** START **

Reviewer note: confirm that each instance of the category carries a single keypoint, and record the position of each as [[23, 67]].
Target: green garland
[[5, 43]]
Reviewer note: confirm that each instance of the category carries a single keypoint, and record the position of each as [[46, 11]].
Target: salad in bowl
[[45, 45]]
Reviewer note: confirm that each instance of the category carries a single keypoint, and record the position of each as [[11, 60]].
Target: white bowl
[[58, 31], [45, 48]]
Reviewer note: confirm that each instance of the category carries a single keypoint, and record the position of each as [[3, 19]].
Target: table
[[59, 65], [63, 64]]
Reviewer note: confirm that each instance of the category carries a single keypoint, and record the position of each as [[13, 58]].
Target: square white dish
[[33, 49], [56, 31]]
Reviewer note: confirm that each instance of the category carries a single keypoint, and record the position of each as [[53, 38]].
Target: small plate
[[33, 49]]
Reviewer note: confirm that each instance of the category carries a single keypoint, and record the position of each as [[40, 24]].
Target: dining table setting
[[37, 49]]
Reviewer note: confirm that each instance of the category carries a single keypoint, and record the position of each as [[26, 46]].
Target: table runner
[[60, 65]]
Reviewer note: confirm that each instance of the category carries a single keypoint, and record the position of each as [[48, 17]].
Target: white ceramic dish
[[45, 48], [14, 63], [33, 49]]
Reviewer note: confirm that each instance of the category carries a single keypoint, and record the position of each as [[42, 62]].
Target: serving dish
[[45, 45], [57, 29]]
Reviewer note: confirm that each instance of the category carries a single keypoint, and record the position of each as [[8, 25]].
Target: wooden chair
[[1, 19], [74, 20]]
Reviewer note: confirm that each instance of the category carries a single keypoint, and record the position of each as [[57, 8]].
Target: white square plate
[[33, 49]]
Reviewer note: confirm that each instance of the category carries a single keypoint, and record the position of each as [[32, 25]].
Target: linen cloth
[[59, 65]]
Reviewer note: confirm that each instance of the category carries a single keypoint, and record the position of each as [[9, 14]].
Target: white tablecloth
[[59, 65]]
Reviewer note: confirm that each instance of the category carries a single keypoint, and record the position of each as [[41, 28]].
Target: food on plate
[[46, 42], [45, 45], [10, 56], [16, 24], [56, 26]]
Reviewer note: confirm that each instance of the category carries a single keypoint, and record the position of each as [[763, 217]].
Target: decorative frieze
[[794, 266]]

** END **
** START **

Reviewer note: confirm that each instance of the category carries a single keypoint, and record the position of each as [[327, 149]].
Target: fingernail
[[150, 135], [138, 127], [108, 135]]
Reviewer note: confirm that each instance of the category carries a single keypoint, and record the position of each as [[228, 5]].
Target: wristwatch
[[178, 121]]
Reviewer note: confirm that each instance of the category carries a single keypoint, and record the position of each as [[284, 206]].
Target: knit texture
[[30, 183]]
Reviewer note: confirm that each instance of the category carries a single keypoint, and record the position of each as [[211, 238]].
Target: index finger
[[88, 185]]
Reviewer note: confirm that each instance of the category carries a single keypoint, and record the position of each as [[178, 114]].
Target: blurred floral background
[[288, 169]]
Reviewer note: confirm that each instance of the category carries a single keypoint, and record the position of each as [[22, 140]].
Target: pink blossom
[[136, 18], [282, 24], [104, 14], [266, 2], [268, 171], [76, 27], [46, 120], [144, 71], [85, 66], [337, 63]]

** END **

Switch "wristwatch" to "watch" in the lines from the one with "as [[228, 5]]." to the one with "[[178, 121]]", and return only those lines with nothing else altered.

Reviewer note: confirm that each instance of the category carries a single keypoint, and record the position of each as [[228, 5]].
Target: watch
[[178, 121]]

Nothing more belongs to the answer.